-- start SELECTED PASSAGE --

Menu

#1659 InterruptedException handling

current-release
open-later
None
5
2022-08-22
2022-08-05
alex
No

If you catch an InterruptedException you should not call Thread.interrupted() because this will clear the interupted flag as statet in the javadoc.

This is wrongly implemented in org.hsqldb.Session maybe other places too.

Change code like that:

while (true) {
                try {
                    latch.await();
                } catch (InterruptedException e) {
                    interrupted = txInterruptRollback;

                    Thread.interrupted();

                    continue;
                }

                break;
            }

to

while (true) {
                try {
                    latch.await();
                } catch (InterruptedException e) {
                    interrupted = txInterruptRollback;

                    Thread.currentThread().interrupt();

                    continue;
                }

                break;
            }

Discussion

1 2 > >> (Page 1 of 2)
  • foss1024

    foss1024 - 2022-08-05

    I don't fully understand what's going on, but I'm not sure that's the right fix.
    There is code in the outer loop in Session.executeCompiledStatement() does end up calling interrupt() after aborting the transaction.

-- end SELECTED PASSAGE --
-- start DATA PROVIDED --

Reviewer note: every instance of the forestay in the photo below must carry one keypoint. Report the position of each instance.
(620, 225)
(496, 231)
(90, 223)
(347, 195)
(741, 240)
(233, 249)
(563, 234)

-- end DATA PROVIDED --

• **WHAT YOU WILL DO**:
• a. Answer these questions using the InterruptedException bug report:
(i) Which class does the report name as having the wrong implementation?
(ii) What call replaces Thread.interrupted() in the proposed code?
(iii) Which method does foss1024 say contains outer-loop code that calls interrupt() after aborting the transaction?
• b. Using the InterruptedException bug report, explain in one to three sentences why Thread.interrupted() should not be called after catching an InterruptedException.
• c. Please translate this sentence from the InterruptedException bug report into Spanish: "I don't fully understand what's going on, but I'm not sure that's the right fix."
The records have no role in any of this work.

• **TASK RESULTS**:
• a.
(i) org.hsqldb.Session
(ii) Thread.currentThread().interrupt();
(iii) Session.executeCompiledStatement()

• b. Calling Thread.interrupted() clears the interrupted flag, as the javadoc states. The report therefore says code that catches an InterruptedException should not call it.

• c. No entiendo del todo lo que está pasando, pero no estoy seguro de que esa sea la solución correcta.